Text passage:
════

“The 9th Life of Louis Drax” is appropriately titled, not only because it went through many incarnations before its arrival in theaters but because it seems to contain the ghosts of many films within its 108 minutes. Released first as a 2004 novel by Liz Jensen, this story of a profoundly accident-prone boy was greeted with high if occasionally confounded praise. The late director/writer/producer/genius Anthony Minghella immediately bought the rights but died before he could complete an adaptation. His son, the moody-broody actor Max Minghella, eventually took over the project, and wrote a screenplay that has been directed and produced by French horror director Alexandre Aja.
That death and horror that surround this film’s inception extends to its content, for we meet the titular Louis (Aiden Longworth) when he’s already fallen into a coma after falling off a cliff. That the child is unconscious does not curtail his natural chattiness, however, and so we learn about the mysterious circumstances surrounding his accident. Since his birth, it seems young Louis has been using up all the lives typically accorded a cat. His birth was a C-section gone awry, and soon after a light fixture over his crib fell atop him, breaking nearly every bone in his baby spine. Since then, he’s been poisoned by a variety of bacteria and insects that he lists cheerily. His mother, Natalie (Sarah Gadon), says the kid is on his ninth life but it seems like he has defied death more times than we have digits on our hands and feet.
His mother’s an interesting case. Just the fact that she’s played by Gadon should hip you to the fact that trouble is at hand, for the 29-year-old actress has become the shorthand for ruinous beauty this season. (Her gimlet-eyed performance in last month’s “Indignation” shored that film.) The narrative switches between Louis’s perspective and that of his coma physician, Allan Pascal (Jamie Dornan), who’s largely considered a quack for his belief that unconscious children can communicate telepathically. Soon enough, Natalie adds “Lothario” to his bad cred, for the doctor succumbs to her damsel-in-distress despite the fact that his worried wife has been keeping a close eye on him.
At first, it’s hard for us to resist Natalie as well, so we sympathize with the bad doctor’s indiscretions. All fluttering lashes and slender curves, she delivers an airtight sob story just like all the best noir vipers. It seems Peter (Aaron Paul), her drunk, violent husband, has been a thorn in her side since she was eighteen. “He’s the only man I’ve ever been with,” she whispers wetly. On the day of Louis’s accident, the three had reunited for a seaside picnic though the couple was already separated. A fight ensued, and Natalie claims he tossed the boy over the cliffs, a fact that seems corroborated by the fact that Peter fled the scene and hasn’t been seen since.

════

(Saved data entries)
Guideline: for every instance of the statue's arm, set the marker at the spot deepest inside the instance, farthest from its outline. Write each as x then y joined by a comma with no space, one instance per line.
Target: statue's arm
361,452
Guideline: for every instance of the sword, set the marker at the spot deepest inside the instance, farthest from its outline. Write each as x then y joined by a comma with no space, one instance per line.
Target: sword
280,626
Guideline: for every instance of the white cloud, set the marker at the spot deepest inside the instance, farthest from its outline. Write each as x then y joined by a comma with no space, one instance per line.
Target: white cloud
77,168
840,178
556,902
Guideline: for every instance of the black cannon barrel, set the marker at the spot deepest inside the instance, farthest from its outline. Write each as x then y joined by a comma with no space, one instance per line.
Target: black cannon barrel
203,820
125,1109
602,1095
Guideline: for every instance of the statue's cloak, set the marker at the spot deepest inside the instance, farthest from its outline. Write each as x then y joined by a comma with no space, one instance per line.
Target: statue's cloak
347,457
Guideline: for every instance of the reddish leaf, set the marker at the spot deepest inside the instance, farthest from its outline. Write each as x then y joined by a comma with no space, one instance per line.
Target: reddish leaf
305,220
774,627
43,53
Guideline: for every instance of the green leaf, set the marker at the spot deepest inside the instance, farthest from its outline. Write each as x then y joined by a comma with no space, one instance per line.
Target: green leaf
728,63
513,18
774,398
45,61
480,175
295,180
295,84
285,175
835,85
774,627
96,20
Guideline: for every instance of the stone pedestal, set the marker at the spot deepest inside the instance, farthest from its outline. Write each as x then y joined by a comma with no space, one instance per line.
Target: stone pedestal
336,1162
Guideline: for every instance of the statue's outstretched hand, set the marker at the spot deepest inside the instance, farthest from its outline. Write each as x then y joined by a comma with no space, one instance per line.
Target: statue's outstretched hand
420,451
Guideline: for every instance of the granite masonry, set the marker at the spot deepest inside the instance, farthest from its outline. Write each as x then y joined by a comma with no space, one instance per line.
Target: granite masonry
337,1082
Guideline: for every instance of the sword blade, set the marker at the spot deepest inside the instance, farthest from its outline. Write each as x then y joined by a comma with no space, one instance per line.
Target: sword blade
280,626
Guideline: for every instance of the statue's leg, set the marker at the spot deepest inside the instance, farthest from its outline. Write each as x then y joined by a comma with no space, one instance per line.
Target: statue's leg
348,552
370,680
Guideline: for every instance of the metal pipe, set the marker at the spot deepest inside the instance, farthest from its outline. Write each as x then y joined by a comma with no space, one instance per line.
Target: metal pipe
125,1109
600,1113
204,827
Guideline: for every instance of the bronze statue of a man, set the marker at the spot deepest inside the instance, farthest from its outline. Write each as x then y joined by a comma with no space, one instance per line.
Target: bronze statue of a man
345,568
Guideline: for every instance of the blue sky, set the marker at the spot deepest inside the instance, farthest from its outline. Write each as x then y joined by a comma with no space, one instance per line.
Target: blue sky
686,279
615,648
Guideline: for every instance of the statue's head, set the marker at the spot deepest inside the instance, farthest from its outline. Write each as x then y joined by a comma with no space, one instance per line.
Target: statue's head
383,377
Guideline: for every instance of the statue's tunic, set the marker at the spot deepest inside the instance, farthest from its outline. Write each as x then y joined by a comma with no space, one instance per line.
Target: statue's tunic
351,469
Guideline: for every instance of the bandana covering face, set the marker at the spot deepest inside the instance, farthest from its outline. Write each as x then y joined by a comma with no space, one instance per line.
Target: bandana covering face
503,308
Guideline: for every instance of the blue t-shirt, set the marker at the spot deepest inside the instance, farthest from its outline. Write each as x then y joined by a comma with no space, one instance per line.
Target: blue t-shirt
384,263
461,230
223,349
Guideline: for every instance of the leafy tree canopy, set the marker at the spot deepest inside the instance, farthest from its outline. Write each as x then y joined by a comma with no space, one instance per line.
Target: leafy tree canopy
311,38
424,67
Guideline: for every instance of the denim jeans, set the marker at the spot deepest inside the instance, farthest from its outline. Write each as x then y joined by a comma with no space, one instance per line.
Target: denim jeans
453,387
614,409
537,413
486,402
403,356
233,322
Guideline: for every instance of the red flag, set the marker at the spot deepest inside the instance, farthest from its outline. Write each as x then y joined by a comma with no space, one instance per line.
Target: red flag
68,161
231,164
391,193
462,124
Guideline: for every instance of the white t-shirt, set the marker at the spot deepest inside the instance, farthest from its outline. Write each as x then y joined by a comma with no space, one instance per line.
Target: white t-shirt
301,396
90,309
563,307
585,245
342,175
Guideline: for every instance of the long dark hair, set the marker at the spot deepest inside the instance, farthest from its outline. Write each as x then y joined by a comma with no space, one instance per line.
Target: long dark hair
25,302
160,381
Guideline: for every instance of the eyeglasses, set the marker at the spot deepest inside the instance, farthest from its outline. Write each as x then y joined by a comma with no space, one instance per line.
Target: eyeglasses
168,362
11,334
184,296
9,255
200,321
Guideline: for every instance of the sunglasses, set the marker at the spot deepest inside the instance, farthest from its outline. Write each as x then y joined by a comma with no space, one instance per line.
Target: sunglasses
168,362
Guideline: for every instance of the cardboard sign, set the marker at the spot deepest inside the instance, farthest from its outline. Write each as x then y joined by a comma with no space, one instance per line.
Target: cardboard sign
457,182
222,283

════

What this task involves: Can you write what comes next in the film review of "The 9th Life of Louis Drax," picking up right after its last sentence?

Response below:
Or does it?
As we’re not addled by the pleasure of smooching Natalie, we’re able to espy the holes in her story long before Dr. Pascal does – something Aja ensures with glee. Unreliable protagonists comprise the backbone of great horror, don’t you know, and these protagonists are as unreliable as they come. Like all haunted (and haunting) children, Louis delights in sneaking truth into his falsehoods, and in flashbacks we learn that “Fatty,” his shrink (Oliver Platt, a grounding force if ever there were one), has already started to smell a rat in the official line told by the boy and his yummy mummy. Against his own desires, Pascal’s unorthodox methodologies begin to reveal the killer fly in his girlfriend’s ointment.
I won’t spoil the ending but I also won’t pretend you won’t see it coming a mile away. The funny thing is that it doesn’t detract from the pleasure of this film even a whit. Part children’s book, part noir, and part supernatural thriller, its appeal lies in the commitment of these fine actors to their characters’ bullshit, and of this fine crew to the wobbly tale they have tackled. That grim self-conviction that has made Dornan a perfectly lethal Lothario in “50 Shades of Grey” and “The Fall” helps us overlook his Hippocrates Oath transgressions, and Aaron Paul once again mines a raw authenticity that helps us find our way. Shot in bottle greens and celluloid blues with a quivering eye, “The 9th Life of Louis Drax” is a feature-length validation of child psychologist Erik Erikson’s quote. “The first trance is the family trance.”